Data to process
◆ ◆ ◆ ◆ ◆
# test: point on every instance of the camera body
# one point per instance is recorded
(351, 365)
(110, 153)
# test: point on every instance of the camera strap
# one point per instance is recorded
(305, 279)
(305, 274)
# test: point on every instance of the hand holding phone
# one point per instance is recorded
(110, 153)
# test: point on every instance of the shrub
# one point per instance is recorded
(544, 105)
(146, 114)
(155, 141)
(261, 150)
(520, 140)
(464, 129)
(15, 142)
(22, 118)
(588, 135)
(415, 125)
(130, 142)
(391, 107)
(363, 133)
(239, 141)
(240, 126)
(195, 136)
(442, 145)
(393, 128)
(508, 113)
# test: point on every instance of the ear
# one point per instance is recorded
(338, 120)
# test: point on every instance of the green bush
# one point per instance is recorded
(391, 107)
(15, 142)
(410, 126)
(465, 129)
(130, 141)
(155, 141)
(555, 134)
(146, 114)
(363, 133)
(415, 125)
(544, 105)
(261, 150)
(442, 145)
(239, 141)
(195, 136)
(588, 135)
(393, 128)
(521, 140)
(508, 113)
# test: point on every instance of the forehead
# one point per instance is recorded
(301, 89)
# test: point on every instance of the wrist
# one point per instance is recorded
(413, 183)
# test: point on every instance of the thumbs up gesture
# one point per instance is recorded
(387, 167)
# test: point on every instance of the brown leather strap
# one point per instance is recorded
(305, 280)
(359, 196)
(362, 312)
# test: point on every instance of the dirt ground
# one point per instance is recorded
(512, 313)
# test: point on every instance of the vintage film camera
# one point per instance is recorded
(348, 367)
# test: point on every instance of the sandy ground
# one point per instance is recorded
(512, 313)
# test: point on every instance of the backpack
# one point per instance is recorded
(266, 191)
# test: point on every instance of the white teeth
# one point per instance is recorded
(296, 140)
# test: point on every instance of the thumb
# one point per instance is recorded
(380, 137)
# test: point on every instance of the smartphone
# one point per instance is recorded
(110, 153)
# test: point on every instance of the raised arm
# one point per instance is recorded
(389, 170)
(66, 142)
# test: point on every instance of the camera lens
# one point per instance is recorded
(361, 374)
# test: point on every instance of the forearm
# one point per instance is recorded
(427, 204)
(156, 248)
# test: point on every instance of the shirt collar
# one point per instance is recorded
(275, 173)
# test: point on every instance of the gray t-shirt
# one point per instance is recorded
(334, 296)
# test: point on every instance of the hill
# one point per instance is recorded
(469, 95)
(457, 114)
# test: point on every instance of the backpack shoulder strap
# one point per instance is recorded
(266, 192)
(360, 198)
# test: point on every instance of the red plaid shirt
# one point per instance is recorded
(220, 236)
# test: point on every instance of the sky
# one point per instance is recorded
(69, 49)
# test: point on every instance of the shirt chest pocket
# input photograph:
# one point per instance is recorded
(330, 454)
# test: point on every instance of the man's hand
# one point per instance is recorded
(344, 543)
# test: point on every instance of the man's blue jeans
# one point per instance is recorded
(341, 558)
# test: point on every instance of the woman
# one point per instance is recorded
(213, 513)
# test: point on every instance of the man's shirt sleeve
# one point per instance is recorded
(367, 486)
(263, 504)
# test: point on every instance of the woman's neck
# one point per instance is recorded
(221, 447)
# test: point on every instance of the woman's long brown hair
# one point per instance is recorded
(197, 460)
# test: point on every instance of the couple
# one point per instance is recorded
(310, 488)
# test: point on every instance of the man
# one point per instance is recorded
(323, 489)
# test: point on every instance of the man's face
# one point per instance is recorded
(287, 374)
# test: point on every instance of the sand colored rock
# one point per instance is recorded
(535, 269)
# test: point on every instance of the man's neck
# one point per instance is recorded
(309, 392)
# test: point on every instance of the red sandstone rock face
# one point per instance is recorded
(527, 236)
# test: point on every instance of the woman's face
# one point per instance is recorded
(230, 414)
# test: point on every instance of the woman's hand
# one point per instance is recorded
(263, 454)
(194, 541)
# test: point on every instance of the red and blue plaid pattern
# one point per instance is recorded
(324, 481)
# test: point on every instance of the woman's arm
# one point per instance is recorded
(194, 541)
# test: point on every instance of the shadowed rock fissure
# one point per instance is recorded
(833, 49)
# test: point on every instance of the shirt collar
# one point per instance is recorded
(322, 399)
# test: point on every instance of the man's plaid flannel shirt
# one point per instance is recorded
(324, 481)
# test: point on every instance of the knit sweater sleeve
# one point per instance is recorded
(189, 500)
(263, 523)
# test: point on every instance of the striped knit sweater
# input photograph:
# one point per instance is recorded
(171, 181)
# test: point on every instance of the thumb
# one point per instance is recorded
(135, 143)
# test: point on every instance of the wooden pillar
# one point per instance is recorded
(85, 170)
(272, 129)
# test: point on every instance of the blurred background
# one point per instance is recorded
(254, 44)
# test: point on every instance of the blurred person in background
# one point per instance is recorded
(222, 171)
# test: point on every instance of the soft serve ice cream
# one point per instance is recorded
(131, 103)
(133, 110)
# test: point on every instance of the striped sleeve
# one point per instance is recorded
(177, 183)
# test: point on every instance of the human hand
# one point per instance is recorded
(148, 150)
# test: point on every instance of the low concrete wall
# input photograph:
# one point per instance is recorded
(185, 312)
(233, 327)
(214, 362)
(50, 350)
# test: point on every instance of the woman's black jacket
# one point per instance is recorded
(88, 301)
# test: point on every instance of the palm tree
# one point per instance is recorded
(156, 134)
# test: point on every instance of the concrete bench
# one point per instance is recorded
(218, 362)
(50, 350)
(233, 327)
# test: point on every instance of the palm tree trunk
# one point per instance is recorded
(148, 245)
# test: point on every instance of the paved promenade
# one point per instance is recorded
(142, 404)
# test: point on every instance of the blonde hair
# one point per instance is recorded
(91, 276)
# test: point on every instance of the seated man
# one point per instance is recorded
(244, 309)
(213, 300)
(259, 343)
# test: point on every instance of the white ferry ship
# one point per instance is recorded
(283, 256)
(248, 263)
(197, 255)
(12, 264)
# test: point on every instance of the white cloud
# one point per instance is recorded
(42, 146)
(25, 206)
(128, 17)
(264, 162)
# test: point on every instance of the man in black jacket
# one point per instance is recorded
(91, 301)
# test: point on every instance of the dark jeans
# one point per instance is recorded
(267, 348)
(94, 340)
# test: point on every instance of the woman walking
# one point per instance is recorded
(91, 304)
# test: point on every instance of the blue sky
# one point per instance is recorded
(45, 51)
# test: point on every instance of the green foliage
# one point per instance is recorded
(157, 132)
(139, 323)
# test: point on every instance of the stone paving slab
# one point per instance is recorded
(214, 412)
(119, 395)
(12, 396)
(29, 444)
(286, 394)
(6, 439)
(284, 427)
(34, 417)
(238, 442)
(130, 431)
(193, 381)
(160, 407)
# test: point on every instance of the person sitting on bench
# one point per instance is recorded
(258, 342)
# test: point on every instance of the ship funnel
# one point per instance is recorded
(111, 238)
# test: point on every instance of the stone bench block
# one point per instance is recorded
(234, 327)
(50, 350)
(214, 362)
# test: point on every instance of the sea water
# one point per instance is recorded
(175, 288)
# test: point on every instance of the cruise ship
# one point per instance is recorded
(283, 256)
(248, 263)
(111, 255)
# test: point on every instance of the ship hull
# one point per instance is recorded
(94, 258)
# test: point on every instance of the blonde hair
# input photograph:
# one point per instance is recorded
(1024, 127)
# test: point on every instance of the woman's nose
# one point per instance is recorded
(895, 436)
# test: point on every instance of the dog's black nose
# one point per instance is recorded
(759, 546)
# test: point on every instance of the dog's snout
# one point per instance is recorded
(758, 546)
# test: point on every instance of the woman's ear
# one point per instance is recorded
◆ ◆ ◆ ◆ ◆
Problem description
Copy out the records once more, exactly as they are written.

Output
# test: point on every instance of the camera body
# one point per instance is recorded
(351, 365)
(110, 153)
# test: point on every instance of the camera strap
# one point per instance is recorded
(305, 279)
(305, 274)
# test: point on every instance of the hand holding phone
# one point per instance is recorded
(110, 153)
# test: point on every instance of the shrub
# one point per instance is recorded
(544, 105)
(146, 114)
(155, 141)
(261, 150)
(520, 140)
(464, 129)
(15, 142)
(22, 118)
(588, 135)
(415, 125)
(130, 142)
(391, 107)
(363, 133)
(239, 141)
(240, 126)
(195, 136)
(442, 145)
(393, 128)
(508, 113)
# test: point on every instance of the ear
# one point per instance is recorded
(338, 120)
# test: point on every instance of the green bush
# one point per instance is recorded
(391, 107)
(15, 142)
(410, 126)
(465, 129)
(130, 141)
(155, 141)
(555, 134)
(146, 114)
(363, 133)
(415, 125)
(544, 105)
(261, 150)
(442, 145)
(239, 141)
(195, 136)
(588, 135)
(393, 128)
(521, 140)
(508, 113)
# test: point on every instance of the forehead
# one point per instance is recorded
(301, 89)
# test: point on every instance of the wrist
# one point per instance is recorded
(413, 183)
# test: point on every instance of the thumbs up gesture
# one point per instance is recorded
(387, 167)
# test: point on every instance of the brown leather strap
# one point per instance is recorded
(305, 280)
(359, 196)
(362, 312)
# test: point on every instance of the dirt ground
# one point per instance is recorded
(512, 313)
# test: point on every instance of the vintage film camera
# one point per instance is recorded
(348, 367)
# test: point on every instance of the sandy ground
# one point per instance is recorded
(512, 313)
# test: point on every instance of the backpack
# one point per instance is recorded
(266, 191)
# test: point on every instance of the white teeth
# one point per instance is recorded
(296, 140)
# test: point on every instance of the thumb
# one point per instance is recorded
(380, 137)
# test: point on every instance of the smartphone
# one point per instance is recorded
(110, 153)
# test: point on every instance of the raised arm
# one point per instance is recorded
(389, 170)
(66, 142)
# test: point on every instance of the camera lens
# one point per instance is recorded
(361, 374)
# test: point on every instance of the forearm
# one point per instance is recorded
(427, 204)
(156, 248)
# test: point on every instance of the shirt collar
# one point per instance is recorded
(275, 173)
# test: point on every instance of the gray t-shirt
# one point per instance is recorded
(334, 296)
# test: point on every instance of the hill
# one point per instance is recorded
(469, 95)
(457, 114)
# test: point on every instance of the backpack shoulder strap
# one point per instance is recorded
(266, 192)
(360, 198)
# test: point on every instance of the red plaid shirt
# one point per instance is recorded
(220, 236)
# test: point on every instance of the sky
# one point per instance is recorded
(69, 49)
# test: point on every instance of the shirt chest pocket
# input photograph:
# one point per instance is recorded
(330, 454)
# test: point on every instance of the man's hand
# one point per instance is recorded
(344, 543)
# test: point on every instance of the man's blue jeans
# one point per instance is recorded
(341, 558)
# test: point on every instance of the woman
# one point per instance is recorded
(213, 513)
# test: point on every instance of the man's shirt sleeve
# one point per instance is recorded
(367, 486)
(263, 504)
# test: point on every instance of the woman's neck
# one point per instance is recorded
(221, 447)
# test: point on every instance of the woman's long brown hair
# one point per instance is recorded
(197, 460)
# test: point on every instance of the couple
# one point per instance is recorded
(310, 488)
# test: point on every instance of the man
# one point per instance is recorded
(323, 489)
# test: point on every instance of the man's face
# one point per instance is recorded
(287, 374)
# test: point on every instance of the sand colored rock
# one point per instance is recorded
(535, 269)
# test: point on every instance of the man's neck
# one point per instance is recorded
(309, 392)
# test: point on every instance of the red sandstone rock face
# one point per instance is recorded
(527, 236)
# test: point on every instance of the woman's face
# one point per instance is recorded
(230, 414)
# test: point on every instance of the woman's hand
# one point per instance is recorded
(263, 454)
(194, 541)
# test: point on every instance of the red and blue plaid pattern
# one point per instance is recorded
(324, 481)
# test: point on every instance of the woman's arm
# one point per instance is recorded
(194, 541)
# test: point on every instance of the shadowed rock fissure
# one point per instance is recorded
(833, 49)
# test: point on every instance of the shirt collar
# one point per instance is recorded
(322, 399)
# test: point on every instance of the man's plaid flannel shirt
# one point per instance is recorded
(324, 481)
# test: point on every instance of the knit sweater sleeve
# one point per instance is recorded
(189, 500)
(263, 523)
# test: point on every instance of the striped knit sweater
# input photograph:
# one point per instance is recorded
(171, 181)
# test: point on every instance of the thumb
# one point per instance is recorded
(135, 143)
# test: point on every instance of the wooden pillar
# one point per instance is recorded
(85, 170)
(272, 129)
# test: point on every instance of the blurred background
# one point per instance is recorded
(254, 44)
# test: point on every instance of the blurred person in background
# one point per instance is recorded
(222, 171)
# test: point on every instance of the soft serve ice cream
# one point per instance is recorded
(131, 103)
(133, 110)
# test: point on every instance of the striped sleeve
# one point per instance is recorded
(177, 183)
# test: point on every instance of the human hand
# one point per instance is recorded
(148, 150)
# test: point on every instance of the low concrete wall
# input photograph:
# one point per instance is recorded
(185, 312)
(233, 327)
(214, 362)
(50, 350)
# test: point on every instance of the woman's black jacket
# one point per instance is recorded
(88, 301)
# test: point on every instance of the palm tree
# one point per instance is recorded
(156, 134)
# test: point on every instance of the concrete bench
# one point per instance is recorded
(218, 362)
(50, 350)
(233, 327)
# test: point on every instance of the palm tree trunk
# one point per instance is recorded
(148, 245)
# test: point on every instance of the paved promenade
# one point per instance is recorded
(142, 404)
# test: point on every instance of the blonde hair
# one point per instance is recorded
(91, 276)
# test: point on every instance of the seated man
# one point per instance is recorded
(244, 309)
(213, 300)
(259, 343)
# test: point on every instance of the white ferry ship
# one point per instance is recorded
(283, 256)
(248, 263)
(197, 255)
(12, 264)
# test: point on every instance of the white cloud
# one point per instance is recorded
(42, 146)
(25, 206)
(128, 17)
(264, 162)
# test: point on every instance of the man in black jacket
# one point per instance is recorded
(91, 301)
# test: point on every instance of the dark jeans
# one point per instance is recorded
(267, 348)
(94, 340)
# test: point on every instance of the woman walking
# one point per instance is recorded
(91, 304)
# test: point on every instance of the blue sky
# one point per instance is recorded
(45, 51)
# test: point on every instance of the green foliage
# one point per instance is recorded
(157, 132)
(139, 323)
# test: point on every instance of the stone paving slab
# one point per instance is recorded
(214, 412)
(119, 395)
(12, 396)
(29, 444)
(286, 394)
(6, 439)
(284, 427)
(34, 417)
(238, 442)
(130, 431)
(193, 381)
(160, 407)
# test: point on every instance of the person sitting on bench
# one point per instance is recorded
(258, 342)
# test: point on every instance of the ship funnel
# one point per instance is recorded
(111, 238)
# test: point on every instance of the stone bench block
# one point per instance is recorded
(234, 327)
(50, 350)
(214, 362)
# test: point on every instance of the sea water
# one point per instance is recorded
(175, 288)
# test: point on every instance of the cruise ship
# one point per instance is recorded
(283, 256)
(248, 263)
(111, 255)
# test: point on every instance of the ship hull
# one point per instance is recorded
(94, 258)
# test: point on every instance of the blonde hair
# input photograph:
# one point per instance is recorded
(1024, 127)
# test: point on every instance of the woman's nose
# one point per instance is recorded
(895, 436)
# test: point on every instance of the dog's black nose
# one point per instance is recorded
(759, 546)
# test: point on every instance of the dog's snout
# one point per instance is recorded
(758, 546)
# test: point on every instance of the woman's ear
# one point per instance is recorded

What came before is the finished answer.